» WHAT TO PRODUCE
Produce one exact copy of the records, no pictures.

Saved entries:

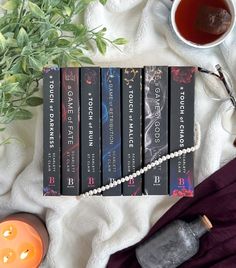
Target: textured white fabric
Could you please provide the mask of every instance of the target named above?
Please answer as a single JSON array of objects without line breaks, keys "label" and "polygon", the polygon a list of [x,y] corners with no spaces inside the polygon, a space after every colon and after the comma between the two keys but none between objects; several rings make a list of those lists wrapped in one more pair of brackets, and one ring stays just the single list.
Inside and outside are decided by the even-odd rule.
[{"label": "textured white fabric", "polygon": [[[100,66],[121,67],[192,64],[214,69],[220,63],[236,79],[236,29],[217,48],[186,47],[171,33],[170,7],[169,0],[91,4],[85,12],[89,28],[103,25],[111,39],[129,40],[122,52],[110,47],[105,57],[94,50],[93,60]],[[195,117],[202,127],[202,146],[195,154],[196,183],[236,156],[234,137],[221,127],[222,112],[229,105],[209,100],[197,78]],[[0,146],[0,217],[26,211],[45,219],[51,243],[43,268],[103,268],[110,254],[138,242],[177,199],[43,197],[42,125],[40,107],[34,119],[15,122],[0,134],[0,140],[14,136],[24,143]]]}]

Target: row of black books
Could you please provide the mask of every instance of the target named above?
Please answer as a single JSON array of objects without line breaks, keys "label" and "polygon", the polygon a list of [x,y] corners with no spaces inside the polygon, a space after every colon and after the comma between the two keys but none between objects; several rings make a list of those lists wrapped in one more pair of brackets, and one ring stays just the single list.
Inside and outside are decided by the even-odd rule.
[{"label": "row of black books", "polygon": [[[79,195],[194,143],[194,67],[45,68],[44,195]],[[103,195],[193,196],[183,154]]]}]

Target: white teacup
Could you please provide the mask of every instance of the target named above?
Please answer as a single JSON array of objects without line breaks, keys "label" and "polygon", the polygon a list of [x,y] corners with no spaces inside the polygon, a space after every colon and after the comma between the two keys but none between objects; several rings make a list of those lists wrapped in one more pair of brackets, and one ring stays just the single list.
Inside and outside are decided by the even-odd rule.
[{"label": "white teacup", "polygon": [[171,26],[172,26],[175,34],[185,44],[187,44],[189,46],[192,46],[192,47],[195,47],[195,48],[210,48],[210,47],[214,47],[214,46],[217,46],[220,43],[222,43],[225,40],[225,38],[232,32],[232,30],[234,28],[234,25],[235,25],[235,21],[236,21],[236,11],[235,11],[236,9],[235,9],[234,2],[232,0],[225,0],[225,2],[227,3],[227,5],[229,7],[229,11],[230,11],[230,14],[232,16],[232,19],[231,19],[231,24],[230,24],[229,29],[223,35],[221,35],[215,41],[213,41],[211,43],[207,43],[207,44],[197,44],[197,43],[194,43],[194,42],[191,42],[191,41],[185,39],[183,37],[183,35],[179,32],[178,27],[176,25],[176,21],[175,21],[175,13],[176,13],[176,10],[177,10],[180,2],[181,2],[181,0],[174,0],[173,1],[173,5],[172,5],[172,8],[171,8],[170,21],[171,21]]}]

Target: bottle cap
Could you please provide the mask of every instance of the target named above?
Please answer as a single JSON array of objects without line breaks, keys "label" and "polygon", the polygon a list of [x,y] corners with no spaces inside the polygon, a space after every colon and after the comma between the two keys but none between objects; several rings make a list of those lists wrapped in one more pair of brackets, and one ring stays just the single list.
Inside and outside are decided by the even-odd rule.
[{"label": "bottle cap", "polygon": [[210,222],[210,220],[207,218],[206,215],[202,216],[202,222],[204,223],[204,225],[206,226],[206,228],[210,231],[213,228],[212,223]]}]

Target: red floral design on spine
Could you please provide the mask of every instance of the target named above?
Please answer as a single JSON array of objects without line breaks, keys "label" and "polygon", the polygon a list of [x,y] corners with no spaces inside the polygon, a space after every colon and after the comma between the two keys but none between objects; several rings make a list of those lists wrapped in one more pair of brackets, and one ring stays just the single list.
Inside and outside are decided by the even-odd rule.
[{"label": "red floral design on spine", "polygon": [[192,81],[193,74],[196,72],[196,70],[196,67],[172,67],[171,74],[175,82],[180,84],[189,84]]},{"label": "red floral design on spine", "polygon": [[176,189],[173,191],[172,196],[175,196],[175,197],[182,197],[182,196],[193,197],[193,191],[188,190],[186,188],[183,188],[181,190]]},{"label": "red floral design on spine", "polygon": [[97,73],[94,70],[87,70],[85,73],[85,83],[88,85],[94,85],[97,81]]}]

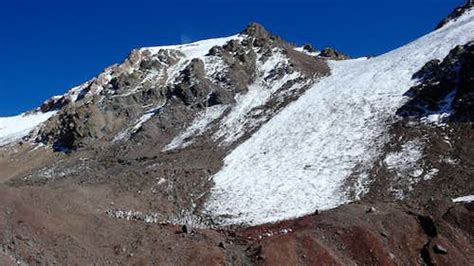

» RESULT OF THIS TASK
Target: textured white fabric
Could you please provide the mask of every instance of the target named above?
Please answer as a single JSON array of objects without line breaks, keys "label" and "polygon", the polygon a list of [x,y] corners with no spaces inside the polygon, a space after every colon and after the comma between the two keys but none between objects; several rings make a list of those lists wrapped in one more pair of brackets, and one ring stays just the single list.
Inside and outside are decided by the even-odd rule.
[{"label": "textured white fabric", "polygon": [[[100,66],[121,67],[192,64],[214,69],[220,63],[236,79],[236,29],[217,48],[186,47],[171,33],[170,7],[169,0],[91,4],[85,12],[89,28],[103,25],[111,39],[129,40],[122,52],[110,47],[105,57],[94,50],[93,60]],[[195,117],[202,127],[202,146],[195,154],[196,183],[236,156],[234,137],[221,127],[222,112],[229,105],[209,100],[197,78]],[[0,146],[0,217],[26,211],[45,219],[51,243],[43,268],[103,268],[110,254],[138,242],[177,199],[43,197],[42,125],[40,107],[34,119],[15,122],[0,134],[0,140],[14,136],[24,143]]]}]

Target: row of black books
Could you please provide the mask of every instance of the target named above?
Please answer as a single JSON array of objects without line breaks, keys "label" and "polygon", the polygon a list of [x,y] corners with no spaces inside the polygon, a space after every colon and after the comma between the two keys but none between objects; several rings make a list of those lists wrapped in one more pair of brackets, and one ring stays just the single list.
Inside and outside are decided by the even-odd rule.
[{"label": "row of black books", "polygon": [[[79,195],[194,143],[194,67],[45,68],[44,195]],[[103,195],[193,196],[183,154]]]}]

Target: white teacup
Could you please provide the mask of every instance of the target named above?
Please answer as a single JSON array of objects without line breaks, keys "label" and "polygon", the polygon a list of [x,y] corners with no spaces inside the polygon, a space after every colon and after the comma between the two keys but none between objects; several rings make a list of those lists wrapped in one more pair of brackets, and one ring stays just the single list.
Inside and outside are decided by the even-odd rule.
[{"label": "white teacup", "polygon": [[171,26],[172,26],[175,34],[185,44],[187,44],[189,46],[192,46],[192,47],[195,47],[195,48],[210,48],[210,47],[214,47],[214,46],[217,46],[220,43],[222,43],[225,40],[225,38],[232,32],[232,30],[234,28],[234,25],[235,25],[235,21],[236,21],[236,11],[235,11],[236,9],[235,9],[234,2],[232,0],[225,0],[225,2],[227,3],[227,5],[229,7],[229,11],[230,11],[230,14],[232,16],[232,19],[231,19],[231,24],[230,24],[229,29],[223,35],[221,35],[215,41],[213,41],[211,43],[207,43],[207,44],[197,44],[197,43],[194,43],[194,42],[191,42],[191,41],[185,39],[183,37],[183,35],[179,32],[178,27],[176,25],[176,21],[175,21],[175,13],[176,13],[176,10],[177,10],[180,2],[181,2],[181,0],[174,0],[173,1],[173,5],[172,5],[172,8],[171,8],[170,21],[171,21]]}]

Target: bottle cap
Could you please provide the mask of every instance of the target named above?
Please answer as a single JSON array of objects without line breaks, keys "label" and "polygon", the polygon a list of [x,y] corners with no spaces inside the polygon, a space after every colon and after the comma between the two keys but none between objects; several rings make a list of those lists wrapped in one more pair of brackets, and one ring stays just the single list.
Inside and outside are decided by the even-odd rule.
[{"label": "bottle cap", "polygon": [[210,222],[210,220],[207,218],[206,215],[202,216],[202,222],[204,223],[204,225],[206,226],[206,228],[210,231],[213,228],[212,223]]}]

Target: red floral design on spine
Could you please provide the mask of every instance of the target named above?
Please answer as a single JSON array of objects without line breaks, keys "label" and "polygon", the polygon a list of [x,y] corners with no spaces inside the polygon, a space after every colon and after the comma between the two keys but none between objects; several rings make a list of those lists wrapped in one more pair of brackets, and one ring stays just the single list.
Inside and outside are decided by the even-odd rule.
[{"label": "red floral design on spine", "polygon": [[192,81],[193,74],[196,72],[196,70],[196,67],[172,67],[171,74],[175,82],[180,84],[189,84]]},{"label": "red floral design on spine", "polygon": [[176,189],[173,191],[172,196],[175,196],[175,197],[182,197],[182,196],[193,197],[193,191],[188,190],[186,188],[183,188],[181,190]]},{"label": "red floral design on spine", "polygon": [[97,73],[94,70],[87,70],[85,73],[85,83],[88,85],[94,85],[97,81]]}]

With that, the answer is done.